-------- DATASET ENTRIES --------

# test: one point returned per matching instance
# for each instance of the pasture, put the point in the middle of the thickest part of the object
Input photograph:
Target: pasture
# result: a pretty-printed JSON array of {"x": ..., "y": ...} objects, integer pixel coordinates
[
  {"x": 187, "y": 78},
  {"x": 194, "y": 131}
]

--------

### GOAL
Could you rewrite the data above with every "pasture" changed to "meadow" and nothing else altered?

### TASK RESPONSE
# test: one point returned per matching instance
# for each instance of the meadow, put the point in the middle of the thickest part of the object
Input photograph:
Target: meadow
# result: a pretty-printed JSON array of {"x": ..., "y": ...} objects, integer pixel coordinates
[
  {"x": 187, "y": 78},
  {"x": 194, "y": 131}
]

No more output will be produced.